╭─ TRECHO
Para esse sociólogo a magia possuía um caráter utilitário. Com Durkheim os fenômenos sociais começam a ser objetos de investigação sócio-antropológica. Marcel Mauss, sobrinho e discípulo de Durkheim, também deu uma grande contribuição ao estudo da magia. Realizou estudos originais sobre o sacrifício e sobre a magia. Mauss entende que a magia é um fenômeno social, por isso não há uma definição clara. Provavelmente ela alimentou a ciência.    

 A partir desses dois autores, segundo Montero: 

A magia passa a ser compreendida como um sistema simbólico. E, quando se fala de símbolos, está-se falando em elementos (ideias, objetos, gestos) que representam por uma lógica implícita que cabe ao antropólogo descobrir, noções vitais para a organização social. (MONTERO, 1990, p. 6).  

A partir desse contexto se começa a questionar a questão da eficácia da magia. Em seu livro Da Doença a Desordem a Magia na Umbanda, publicado em (1985), Montero afirma que a magia constitui-se num sistema simbólico que produz um conhecimento sobre o mundo, isto e, lhe atribui significados. Através dessa rede de sentidos é possível pensar o mundo e certas práticas sociais.

Relativamente a esse assunto o antropólogo Lévi-Strauss (1908-2009), afirma em seu livro Antropologia Estrutural (Cap, IX) – O feiticeiro e sua magia: que:

Não há, pois, razão de duvidar da eficácia de certas práticas mágicas. Mas, vê-se, ao mesmo termo, que a ciência da magia implica a crença na magia, e que esta se apresenta sob três aspetos complementares: existe inicialmente a crença do feiticeiro na eficácia de suas técnicas; em seguida, a crença do doente que ele cura, ou da vítima que ele persegue, no poder do próprio feiticeiro; finalmente a confiança e as exigências da opinião coletiva, que formam à cada instante uma espécie de campo de gravitação no seio do qual se definem e situam as relações entre feiticeiro e aqueles que ele enfeitiça. (LEVY-STRASS, 1967, PP. 194, 195).
╰─
▶ **O QUE FAZER A**:
Com base no trecho sobre a magia, responda:
(i) Qual era a relação de Marcel Mauss com Durkheim?
(ii) Segundo Montero, a magia passa a ser entendida como o quê?
(iii) Para Lévi-Strauss, a crença na magia se apresenta sob quantos aspectos complementares?
▶ **O QUE FAZER B**: Reescreva a parte do trecho que vai de "A partir desses" até "1990, p. 6).", inclusive, trocando "antropólogo" por "pesquisador".
Os registros não têm ligação nenhuma com o trecho.
╭─ ITENS LISTADOS
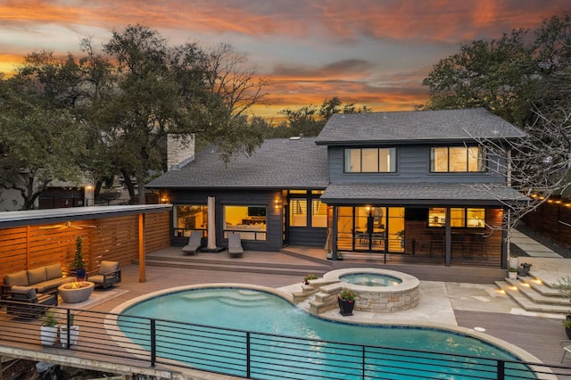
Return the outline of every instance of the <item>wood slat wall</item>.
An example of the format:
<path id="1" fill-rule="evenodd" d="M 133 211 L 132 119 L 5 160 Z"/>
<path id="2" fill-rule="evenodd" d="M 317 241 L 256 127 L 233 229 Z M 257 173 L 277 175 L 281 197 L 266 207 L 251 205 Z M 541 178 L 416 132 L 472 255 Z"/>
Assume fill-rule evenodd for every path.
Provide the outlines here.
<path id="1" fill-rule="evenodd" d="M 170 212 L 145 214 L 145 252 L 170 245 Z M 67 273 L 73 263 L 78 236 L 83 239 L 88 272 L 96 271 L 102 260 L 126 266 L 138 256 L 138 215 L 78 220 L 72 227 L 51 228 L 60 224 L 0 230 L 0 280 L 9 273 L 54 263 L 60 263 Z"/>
╰─
╭─ ITENS LISTADOS
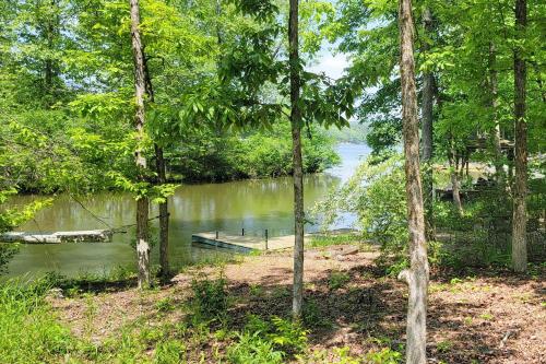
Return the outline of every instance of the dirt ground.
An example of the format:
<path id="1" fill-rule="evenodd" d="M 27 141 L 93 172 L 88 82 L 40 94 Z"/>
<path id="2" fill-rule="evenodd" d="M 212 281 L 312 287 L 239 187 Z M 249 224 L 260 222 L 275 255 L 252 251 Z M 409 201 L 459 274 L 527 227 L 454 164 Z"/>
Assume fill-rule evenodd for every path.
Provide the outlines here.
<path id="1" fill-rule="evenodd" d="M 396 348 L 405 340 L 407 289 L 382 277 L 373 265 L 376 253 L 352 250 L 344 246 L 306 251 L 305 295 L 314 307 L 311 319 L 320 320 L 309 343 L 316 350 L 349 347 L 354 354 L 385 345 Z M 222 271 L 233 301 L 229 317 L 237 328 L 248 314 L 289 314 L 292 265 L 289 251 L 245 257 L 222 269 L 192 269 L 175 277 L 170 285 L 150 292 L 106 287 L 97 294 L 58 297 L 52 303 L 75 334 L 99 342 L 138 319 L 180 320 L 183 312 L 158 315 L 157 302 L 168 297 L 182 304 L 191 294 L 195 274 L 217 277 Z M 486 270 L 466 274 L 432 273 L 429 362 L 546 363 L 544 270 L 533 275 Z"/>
╰─
╭─ ITENS LISTADOS
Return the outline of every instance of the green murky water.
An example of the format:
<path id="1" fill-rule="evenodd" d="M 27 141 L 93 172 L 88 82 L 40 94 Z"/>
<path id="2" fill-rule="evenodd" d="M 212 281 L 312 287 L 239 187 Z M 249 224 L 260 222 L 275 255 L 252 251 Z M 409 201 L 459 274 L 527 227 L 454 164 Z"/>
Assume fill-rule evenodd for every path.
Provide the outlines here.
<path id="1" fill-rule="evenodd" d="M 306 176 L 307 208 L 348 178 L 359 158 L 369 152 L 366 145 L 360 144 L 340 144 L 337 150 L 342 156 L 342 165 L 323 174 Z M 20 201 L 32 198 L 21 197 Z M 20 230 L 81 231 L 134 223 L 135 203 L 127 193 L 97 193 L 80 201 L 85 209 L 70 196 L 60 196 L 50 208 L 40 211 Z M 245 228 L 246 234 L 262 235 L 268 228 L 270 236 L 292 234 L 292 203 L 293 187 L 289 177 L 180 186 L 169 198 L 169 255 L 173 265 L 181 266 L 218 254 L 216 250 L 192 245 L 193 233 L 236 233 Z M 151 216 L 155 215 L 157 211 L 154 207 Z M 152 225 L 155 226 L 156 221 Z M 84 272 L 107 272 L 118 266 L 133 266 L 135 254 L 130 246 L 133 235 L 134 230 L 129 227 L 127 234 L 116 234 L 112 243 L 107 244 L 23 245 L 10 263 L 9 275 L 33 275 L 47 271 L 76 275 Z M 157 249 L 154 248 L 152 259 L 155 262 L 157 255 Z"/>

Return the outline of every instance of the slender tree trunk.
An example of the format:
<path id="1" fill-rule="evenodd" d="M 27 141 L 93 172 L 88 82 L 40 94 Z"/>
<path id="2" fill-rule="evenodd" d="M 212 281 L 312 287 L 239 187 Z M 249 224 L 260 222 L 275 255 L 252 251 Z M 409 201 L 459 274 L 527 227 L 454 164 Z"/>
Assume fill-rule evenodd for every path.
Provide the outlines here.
╰─
▶ **RESPOSTA A**:
(i) Ele era sobrinho e discípulo de Durkheim.
(ii) Como um sistema simbólico.
(iii) Três.

▶ **RESPOSTA B**:
A partir desses dois autores, segundo Montero: 

A magia passa a ser compreendida como um sistema simbólico. E, quando se fala de símbolos, está-se falando em elementos (ideias, objetos, gestos) que representam por uma lógica implícita que cabe ao pesquisador descobrir, noções vitais para a organização social. (MONTERO, 1990, p. 6).